▸ **AUSGEWÄHLTER AUSZUG**:
============================================================
Bundespatentgericht:
Beschluss vom 29. März 2006
Aktenzeichen: 28 W (pat) 273/04

(BPatG: Beschluss v. 29.03.2006, Az.: 28 W (pat) 273/04)




Zusammenfassung der Gerichtsentscheidung

Das Bundespatentgericht hat in dem Beschluss vom 29. März 2006, Aktenzeichen 28 W (pat) 273/04, die Beschlüsse der Markenstelle des DPMA aufgehoben, soweit der Widerspruch bezüglich der Waren "graisses comestibles" und "magarines" zurückgewiesen wurde. Der Schutz der IR-Marke IR 750 067 für die Bundesrepublik Deutschland wurde verweigert, da ein Widerspruch aus der Marke 1 144 500 vorliegt.

Die Markeninhaberin der älteren Marke SELMI hat Widerspruch gegen die IR-Marke SOLMIL eingelegt, die Schutz für die Waren "graisses comestibles; margarines" erhalten hat. Die Markenstelle hat den Widerspruch abgewiesen, da die Marken aufgrund der unterschiedlichen Vokale ein ausreichend deutlich anderes Klangbild haben und somit keine Verwechslungsgefahr zu befürchten sei.
============================================================
▸ **SCHRIFTLICHE AUFGABEN**:
(a) Gib aus dem Auszug zum Markenbeschluss den Wortlaut von "(BPatG: Beschluss v." bis "144 500 vorliegt." unverändert wieder.
(b) Für welche Waren hat die IR-Marke SOLMIL laut dem Auszug zum Markenbeschluss Schutz erhalten?
(c) Schreib den Auszug zum Markenbeschluss im Anschluss an seinen letzten Satz weiter.
Die Datensätze stammen aus einer anderen Quelle.
============================================================
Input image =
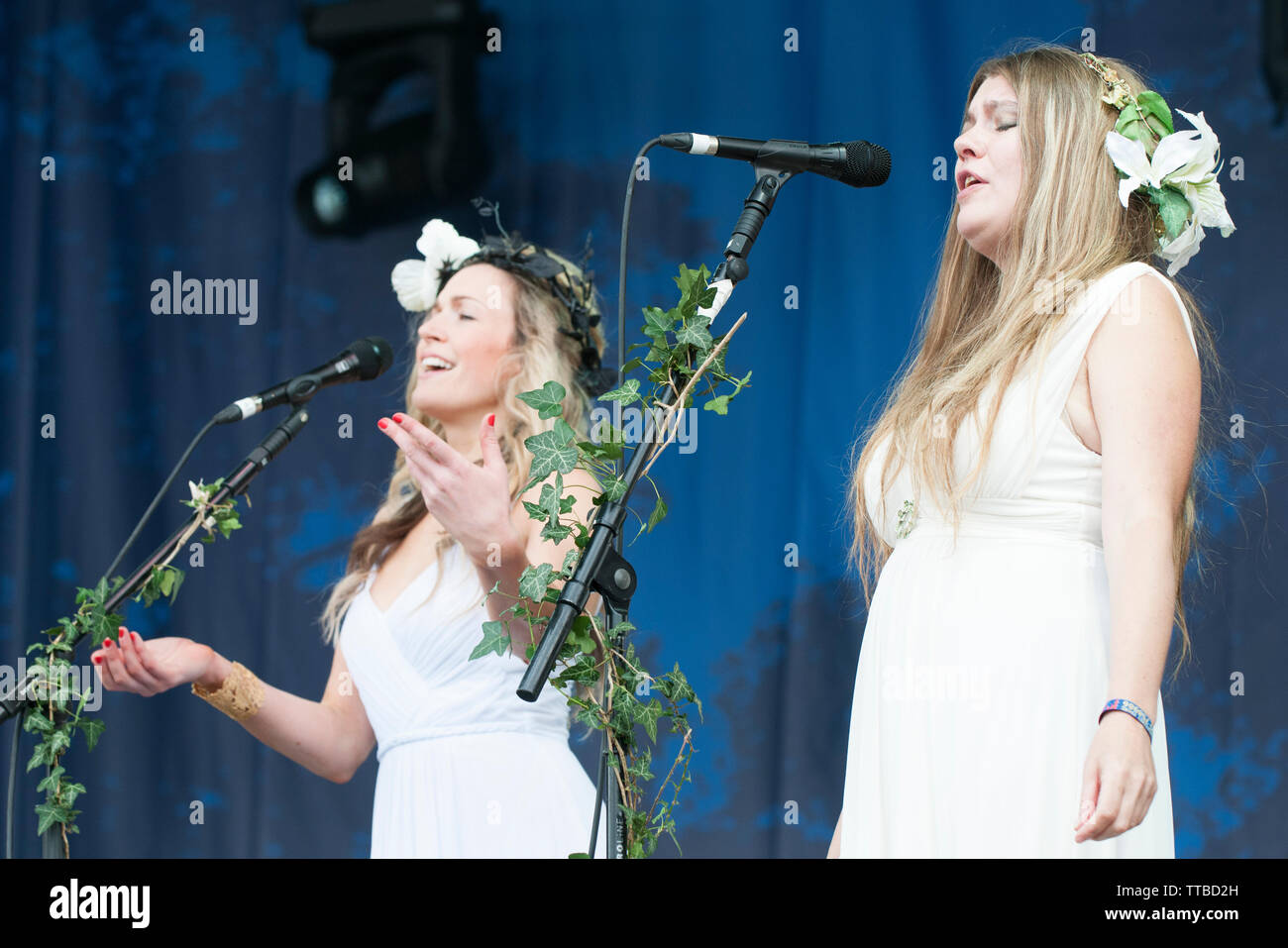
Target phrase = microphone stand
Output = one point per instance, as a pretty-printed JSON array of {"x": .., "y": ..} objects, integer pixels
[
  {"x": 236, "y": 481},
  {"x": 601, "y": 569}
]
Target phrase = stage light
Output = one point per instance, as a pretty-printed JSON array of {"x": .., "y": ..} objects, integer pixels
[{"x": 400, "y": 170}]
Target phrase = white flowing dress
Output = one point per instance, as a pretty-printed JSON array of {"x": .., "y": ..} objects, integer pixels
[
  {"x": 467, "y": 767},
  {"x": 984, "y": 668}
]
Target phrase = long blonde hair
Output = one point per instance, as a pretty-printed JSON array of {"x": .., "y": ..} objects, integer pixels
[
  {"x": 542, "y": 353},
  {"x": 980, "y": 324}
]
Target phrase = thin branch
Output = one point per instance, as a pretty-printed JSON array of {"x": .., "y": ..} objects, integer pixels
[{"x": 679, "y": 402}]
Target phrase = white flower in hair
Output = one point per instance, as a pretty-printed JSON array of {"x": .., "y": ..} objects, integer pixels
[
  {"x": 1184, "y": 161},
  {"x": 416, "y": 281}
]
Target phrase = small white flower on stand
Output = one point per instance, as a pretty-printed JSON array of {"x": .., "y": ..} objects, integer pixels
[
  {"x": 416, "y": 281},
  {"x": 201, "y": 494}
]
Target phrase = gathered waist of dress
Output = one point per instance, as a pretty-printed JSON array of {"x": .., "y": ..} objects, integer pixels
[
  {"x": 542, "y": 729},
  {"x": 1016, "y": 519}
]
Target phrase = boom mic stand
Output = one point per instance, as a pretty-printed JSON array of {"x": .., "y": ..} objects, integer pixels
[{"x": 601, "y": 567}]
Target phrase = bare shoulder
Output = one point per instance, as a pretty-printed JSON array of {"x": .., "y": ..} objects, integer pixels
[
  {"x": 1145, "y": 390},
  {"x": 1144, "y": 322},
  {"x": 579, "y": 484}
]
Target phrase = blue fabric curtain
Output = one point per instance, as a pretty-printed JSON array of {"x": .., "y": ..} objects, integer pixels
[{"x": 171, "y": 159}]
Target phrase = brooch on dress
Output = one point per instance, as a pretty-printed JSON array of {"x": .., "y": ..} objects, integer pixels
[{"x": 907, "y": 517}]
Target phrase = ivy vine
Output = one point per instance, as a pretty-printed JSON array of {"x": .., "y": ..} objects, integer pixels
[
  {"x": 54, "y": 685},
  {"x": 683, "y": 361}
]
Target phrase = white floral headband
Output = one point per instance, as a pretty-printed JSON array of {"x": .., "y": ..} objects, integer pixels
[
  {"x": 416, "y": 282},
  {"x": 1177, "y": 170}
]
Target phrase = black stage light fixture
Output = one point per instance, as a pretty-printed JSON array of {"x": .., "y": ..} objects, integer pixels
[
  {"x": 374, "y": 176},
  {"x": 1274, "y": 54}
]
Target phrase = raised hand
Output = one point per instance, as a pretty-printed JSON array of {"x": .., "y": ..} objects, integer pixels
============================================================
▸ **ANTWORTEN**:
(a)
(BPatG: Beschluss v. 29.03.2006, Az.: 28 W (pat) 273/04)




Zusammenfassung der Gerichtsentscheidung

Das Bundespatentgericht hat in dem Beschluss vom 29. März 2006, Aktenzeichen 28 W (pat) 273/04, die Beschlüsse der Markenstelle des DPMA aufgehoben, soweit der Widerspruch bezüglich der Waren "graisses comestibles" und "magarines" zurückgewiesen wurde. Der Schutz der IR-Marke IR 750 067 für die Bundesrepublik Deutschland wurde verweigert, da ein Widerspruch aus der Marke 1 144 500 vorliegt.

(b) "graisses comestibles; margarines"

(c)
Die Widersprechende hat gegen diesen Beschluss Beschwerde eingelegt und darauf hingewiesen, dass der zusätzliche Buchstabe am Ende der jüngeren Marke kaum hörbar sei und alle anderen Buchstaben, außer den unterschiedlichen Vokalen, identisch seien. Die Markeninhaberin hat sich nicht geäußert und ist auch der mündlichen Verhandlung ferngeblieben.

Das Bundespatentgericht hat die Beschwerde für zulässig erklärt und gibt ihr in der Sache Erfolg. Es besteht Verwechslungsgefahr im Sinne des Markengesetzes. Die Waren weisen eine Warenähnlichkeit auf, da Speisefett auch aus Rahm gewonnen werden kann und es Berührungspunkte zur Margarine gibt. Die ältere Marke SELMI hat einen durchschnittlichen Schutzumfang und die Klang- und Begriffsähnlichkeiten der Marken führen zu einer Verwechslungsgefahr. Die rein bildliche Wahrnehmung und die schriftbildlichen Ähnlichkeiten verstärken diese Verwechslungsgefahr.

Es gab keine Kostenentscheidung.

Diese Entscheidung des Bundespatentgerichts bedeutet, dass der Widerspruch der Markeninhaberin erfolgreich war und der Schutz der IR-Marke für die Waren "graisses comestibles; margarines" in Deutschland verweigert wird.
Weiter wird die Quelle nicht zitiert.